> PROBLEM STATEMENT: Reproduce every line of the records below word for word, leaving out the pictures.

[ENTRIES start]

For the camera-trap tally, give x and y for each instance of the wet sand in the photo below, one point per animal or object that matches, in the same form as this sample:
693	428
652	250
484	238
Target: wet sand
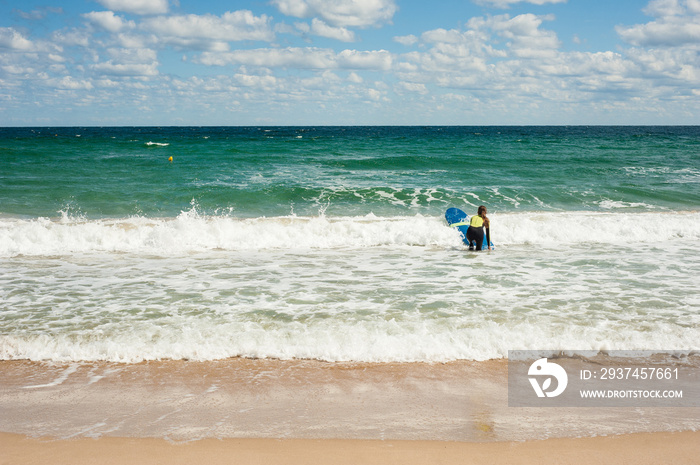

[ENTRIES end]

> THE OUTPUT:
For the camera-trap tally, give x and y for each instance of the wet sand in the photo below, one point per animal or object that matches, in the same form as this sample:
693	428
652	250
484	238
Target: wet sand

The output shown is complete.